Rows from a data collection
□ □ □ □
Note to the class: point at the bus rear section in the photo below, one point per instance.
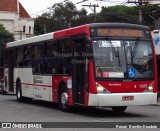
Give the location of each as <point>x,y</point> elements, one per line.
<point>124,64</point>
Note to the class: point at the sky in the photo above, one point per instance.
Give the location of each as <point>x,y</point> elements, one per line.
<point>37,7</point>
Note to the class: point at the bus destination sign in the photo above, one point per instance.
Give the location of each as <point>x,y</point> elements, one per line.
<point>119,32</point>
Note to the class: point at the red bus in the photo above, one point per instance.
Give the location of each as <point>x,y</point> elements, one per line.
<point>100,65</point>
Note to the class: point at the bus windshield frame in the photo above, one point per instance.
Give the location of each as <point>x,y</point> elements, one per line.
<point>131,57</point>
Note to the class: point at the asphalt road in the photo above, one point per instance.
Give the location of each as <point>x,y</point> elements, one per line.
<point>39,111</point>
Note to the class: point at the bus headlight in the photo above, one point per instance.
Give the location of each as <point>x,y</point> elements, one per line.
<point>101,89</point>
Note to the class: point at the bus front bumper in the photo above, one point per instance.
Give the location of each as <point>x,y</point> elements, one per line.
<point>117,99</point>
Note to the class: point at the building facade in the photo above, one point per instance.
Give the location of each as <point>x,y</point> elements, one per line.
<point>15,19</point>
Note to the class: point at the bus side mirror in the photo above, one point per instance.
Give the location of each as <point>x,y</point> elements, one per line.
<point>88,48</point>
<point>89,53</point>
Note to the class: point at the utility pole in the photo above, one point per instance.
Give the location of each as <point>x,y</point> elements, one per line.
<point>139,3</point>
<point>93,9</point>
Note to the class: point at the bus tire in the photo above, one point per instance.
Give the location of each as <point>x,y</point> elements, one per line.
<point>119,108</point>
<point>19,92</point>
<point>63,99</point>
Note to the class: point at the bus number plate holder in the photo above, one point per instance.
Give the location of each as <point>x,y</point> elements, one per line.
<point>128,98</point>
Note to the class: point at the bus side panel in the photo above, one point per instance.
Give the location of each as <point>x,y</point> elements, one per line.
<point>42,87</point>
<point>26,80</point>
<point>6,88</point>
<point>56,82</point>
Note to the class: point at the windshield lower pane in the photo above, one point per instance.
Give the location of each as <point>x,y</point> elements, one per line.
<point>123,58</point>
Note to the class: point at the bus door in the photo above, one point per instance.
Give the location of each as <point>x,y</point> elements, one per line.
<point>78,76</point>
<point>11,70</point>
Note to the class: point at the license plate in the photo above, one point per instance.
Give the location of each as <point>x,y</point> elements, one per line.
<point>127,98</point>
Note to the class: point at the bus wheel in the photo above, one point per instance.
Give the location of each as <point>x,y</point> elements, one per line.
<point>19,92</point>
<point>119,108</point>
<point>63,99</point>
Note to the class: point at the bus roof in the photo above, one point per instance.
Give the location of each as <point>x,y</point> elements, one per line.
<point>70,32</point>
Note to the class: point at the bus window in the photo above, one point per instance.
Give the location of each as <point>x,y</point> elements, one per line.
<point>68,46</point>
<point>63,67</point>
<point>37,67</point>
<point>38,51</point>
<point>29,52</point>
<point>50,49</point>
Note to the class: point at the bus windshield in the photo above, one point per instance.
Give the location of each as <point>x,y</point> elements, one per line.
<point>118,58</point>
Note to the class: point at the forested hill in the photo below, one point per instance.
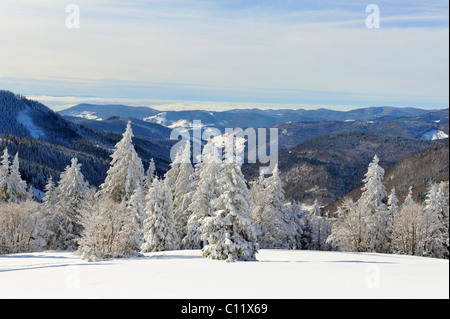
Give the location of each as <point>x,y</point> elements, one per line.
<point>46,142</point>
<point>416,171</point>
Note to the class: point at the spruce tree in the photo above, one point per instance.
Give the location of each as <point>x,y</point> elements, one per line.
<point>205,193</point>
<point>126,172</point>
<point>179,178</point>
<point>159,226</point>
<point>71,192</point>
<point>230,232</point>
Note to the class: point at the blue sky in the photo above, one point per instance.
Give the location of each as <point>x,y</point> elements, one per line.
<point>226,54</point>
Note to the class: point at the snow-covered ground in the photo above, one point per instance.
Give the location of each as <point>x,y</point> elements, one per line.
<point>278,274</point>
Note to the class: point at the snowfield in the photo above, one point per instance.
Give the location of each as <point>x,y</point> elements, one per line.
<point>184,274</point>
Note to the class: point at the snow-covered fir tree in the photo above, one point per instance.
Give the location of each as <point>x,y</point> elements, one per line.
<point>5,183</point>
<point>71,192</point>
<point>150,174</point>
<point>19,190</point>
<point>436,222</point>
<point>126,172</point>
<point>12,187</point>
<point>230,232</point>
<point>277,228</point>
<point>21,227</point>
<point>351,231</point>
<point>408,234</point>
<point>373,191</point>
<point>51,218</point>
<point>179,178</point>
<point>393,203</point>
<point>159,226</point>
<point>109,229</point>
<point>375,211</point>
<point>408,199</point>
<point>320,230</point>
<point>206,191</point>
<point>136,208</point>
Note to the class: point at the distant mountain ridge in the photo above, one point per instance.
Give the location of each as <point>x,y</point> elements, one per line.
<point>328,167</point>
<point>239,117</point>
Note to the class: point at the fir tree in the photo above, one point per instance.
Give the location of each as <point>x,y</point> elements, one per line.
<point>159,226</point>
<point>277,228</point>
<point>19,186</point>
<point>12,187</point>
<point>71,192</point>
<point>230,232</point>
<point>180,181</point>
<point>126,172</point>
<point>205,193</point>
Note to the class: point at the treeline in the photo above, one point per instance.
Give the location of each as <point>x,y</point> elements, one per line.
<point>209,207</point>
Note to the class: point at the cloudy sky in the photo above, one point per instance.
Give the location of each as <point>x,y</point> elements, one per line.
<point>227,53</point>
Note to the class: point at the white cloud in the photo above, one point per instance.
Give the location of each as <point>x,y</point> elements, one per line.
<point>249,51</point>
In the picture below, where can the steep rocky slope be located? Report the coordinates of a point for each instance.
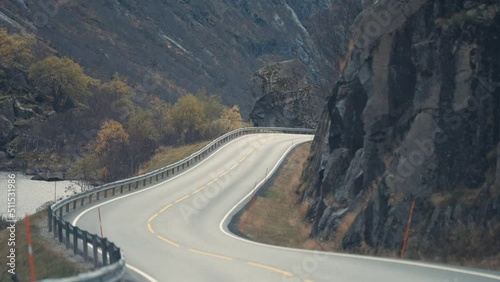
(414, 117)
(171, 47)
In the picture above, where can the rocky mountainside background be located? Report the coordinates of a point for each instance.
(413, 117)
(170, 48)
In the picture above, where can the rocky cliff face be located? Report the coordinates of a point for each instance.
(171, 47)
(285, 96)
(413, 117)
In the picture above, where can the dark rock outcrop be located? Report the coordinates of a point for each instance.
(414, 117)
(6, 130)
(168, 48)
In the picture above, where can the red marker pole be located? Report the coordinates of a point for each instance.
(30, 249)
(100, 223)
(407, 229)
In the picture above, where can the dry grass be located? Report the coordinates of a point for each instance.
(277, 217)
(49, 262)
(168, 155)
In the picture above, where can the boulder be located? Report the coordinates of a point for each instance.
(285, 96)
(22, 112)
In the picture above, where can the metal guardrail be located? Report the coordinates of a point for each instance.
(111, 263)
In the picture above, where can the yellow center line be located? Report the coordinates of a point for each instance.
(165, 208)
(209, 254)
(150, 228)
(182, 199)
(199, 190)
(153, 217)
(286, 273)
(168, 241)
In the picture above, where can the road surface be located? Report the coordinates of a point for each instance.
(177, 230)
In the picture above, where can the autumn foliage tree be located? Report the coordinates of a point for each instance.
(16, 54)
(143, 136)
(62, 80)
(112, 100)
(16, 50)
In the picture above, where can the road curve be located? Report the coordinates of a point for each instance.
(177, 230)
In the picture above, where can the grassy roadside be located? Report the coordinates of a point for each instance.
(50, 260)
(276, 215)
(166, 155)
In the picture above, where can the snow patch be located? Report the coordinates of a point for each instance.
(174, 42)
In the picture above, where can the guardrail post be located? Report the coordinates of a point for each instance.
(54, 224)
(94, 247)
(111, 251)
(67, 234)
(75, 240)
(104, 248)
(49, 219)
(85, 245)
(59, 229)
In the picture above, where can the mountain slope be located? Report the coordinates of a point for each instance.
(171, 47)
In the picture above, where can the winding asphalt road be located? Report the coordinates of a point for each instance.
(177, 230)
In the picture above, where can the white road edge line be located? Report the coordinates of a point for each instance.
(142, 273)
(223, 227)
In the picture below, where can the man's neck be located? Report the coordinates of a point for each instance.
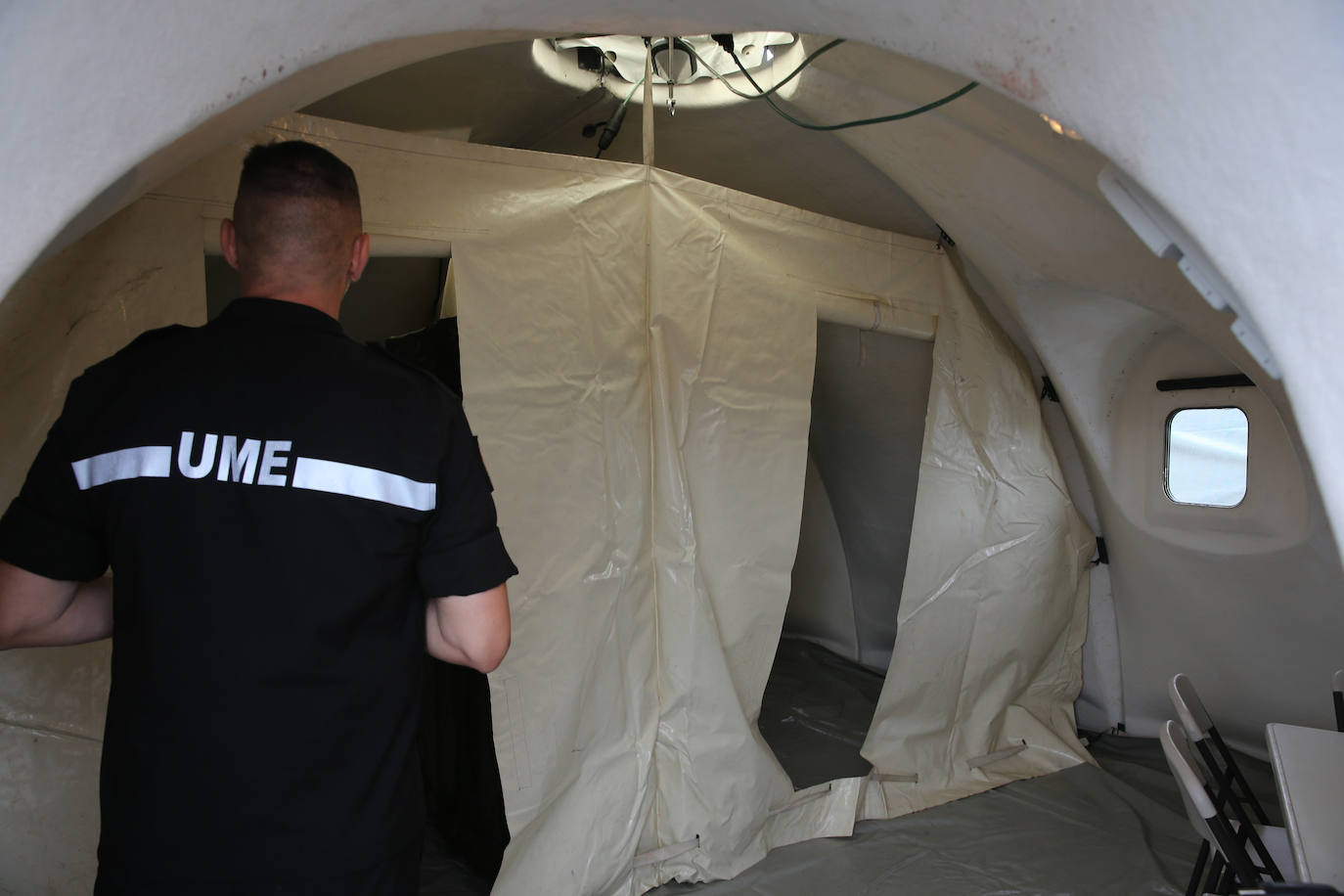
(326, 301)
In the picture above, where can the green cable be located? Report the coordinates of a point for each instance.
(759, 93)
(631, 96)
(861, 121)
(765, 94)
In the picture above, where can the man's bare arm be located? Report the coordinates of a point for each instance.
(470, 630)
(36, 611)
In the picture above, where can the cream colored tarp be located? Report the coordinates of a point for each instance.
(637, 355)
(637, 364)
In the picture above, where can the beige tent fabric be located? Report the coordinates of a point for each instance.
(994, 612)
(637, 355)
(639, 364)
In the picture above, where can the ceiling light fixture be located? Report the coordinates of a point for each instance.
(1059, 129)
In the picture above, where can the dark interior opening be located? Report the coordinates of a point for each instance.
(870, 395)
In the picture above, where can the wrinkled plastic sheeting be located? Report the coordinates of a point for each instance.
(994, 611)
(637, 353)
(637, 360)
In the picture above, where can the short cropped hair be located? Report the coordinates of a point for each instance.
(297, 169)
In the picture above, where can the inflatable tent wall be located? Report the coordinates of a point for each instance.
(680, 381)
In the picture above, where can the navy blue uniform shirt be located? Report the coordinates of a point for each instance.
(276, 503)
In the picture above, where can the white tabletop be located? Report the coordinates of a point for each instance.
(1309, 773)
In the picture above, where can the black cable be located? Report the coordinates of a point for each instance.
(859, 122)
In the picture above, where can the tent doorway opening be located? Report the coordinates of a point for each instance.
(870, 395)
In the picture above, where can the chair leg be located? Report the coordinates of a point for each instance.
(1196, 876)
(1234, 773)
(1221, 876)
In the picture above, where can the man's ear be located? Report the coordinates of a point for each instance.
(358, 258)
(229, 242)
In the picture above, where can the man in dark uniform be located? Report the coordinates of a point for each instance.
(288, 516)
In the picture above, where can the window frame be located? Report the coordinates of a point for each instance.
(1167, 456)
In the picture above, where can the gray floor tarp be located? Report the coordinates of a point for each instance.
(1114, 828)
(1118, 828)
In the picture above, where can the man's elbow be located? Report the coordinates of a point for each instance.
(487, 653)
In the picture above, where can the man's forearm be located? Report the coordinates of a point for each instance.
(65, 612)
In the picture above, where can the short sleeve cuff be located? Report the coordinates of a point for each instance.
(32, 540)
(467, 568)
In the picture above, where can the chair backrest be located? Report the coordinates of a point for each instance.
(1189, 708)
(1189, 780)
(1204, 816)
(1337, 684)
(1228, 784)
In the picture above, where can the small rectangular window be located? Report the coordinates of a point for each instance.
(1206, 456)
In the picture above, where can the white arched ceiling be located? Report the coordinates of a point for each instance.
(1228, 113)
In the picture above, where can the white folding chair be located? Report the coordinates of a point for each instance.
(1224, 837)
(1229, 784)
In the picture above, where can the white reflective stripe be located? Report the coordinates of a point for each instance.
(126, 464)
(362, 482)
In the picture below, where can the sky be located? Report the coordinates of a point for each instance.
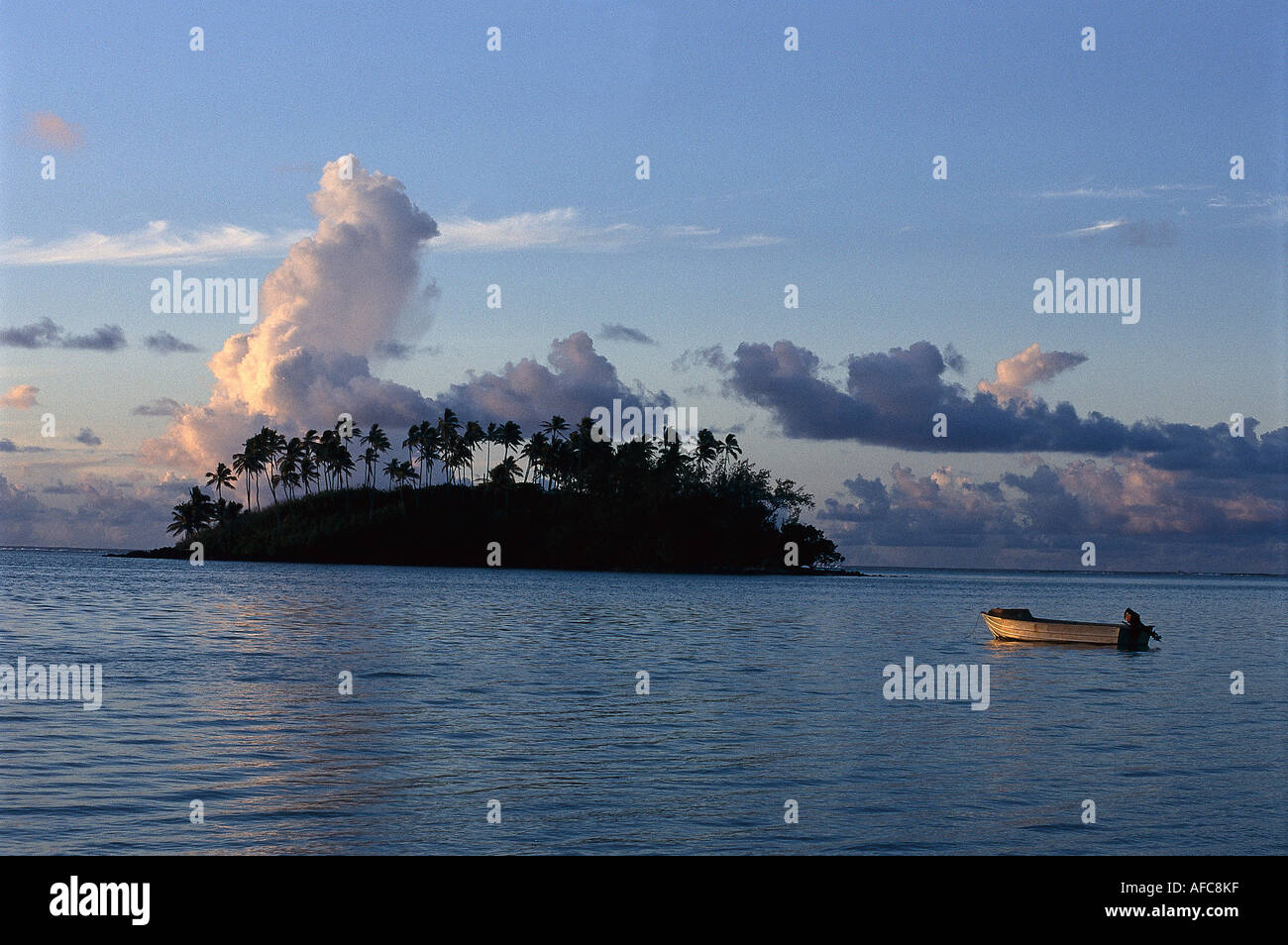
(812, 167)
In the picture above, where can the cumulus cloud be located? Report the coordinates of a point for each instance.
□ □ □ □
> _Directions for this task_:
Starting at the top of the rows and stopping after the line that contains "<point>100,65</point>", give those lines as a Markdown table with the columns Number and Text, skipping any blank lines. Leave the pictures out of the table.

> _Task solution_:
| Number | Text |
|---|---|
| 1 | Note to the class: point at the bus rear section in the photo below, one point per instance. |
| 2 | Give the location of each as <point>x,y</point> elements, one per line. |
| 3 | <point>124,64</point> |
| 4 | Note to the class: point at the sky in the photo above, one point per instance. |
| 5 | Give the location of each as <point>x,y</point> elements, one per line. |
| 6 | <point>37,7</point> |
| 7 | Note to the class: point at the bus destination sign in the photo above, one point per instance. |
| 8 | Give the location of each as <point>x,y</point> elements, one per line. |
| 9 | <point>119,32</point> |
| 10 | Note to the class: point at the red bus in the photo above, one point per instance. |
| 11 | Give the location of each as <point>x,y</point> elements, one per line. |
| 12 | <point>100,65</point> |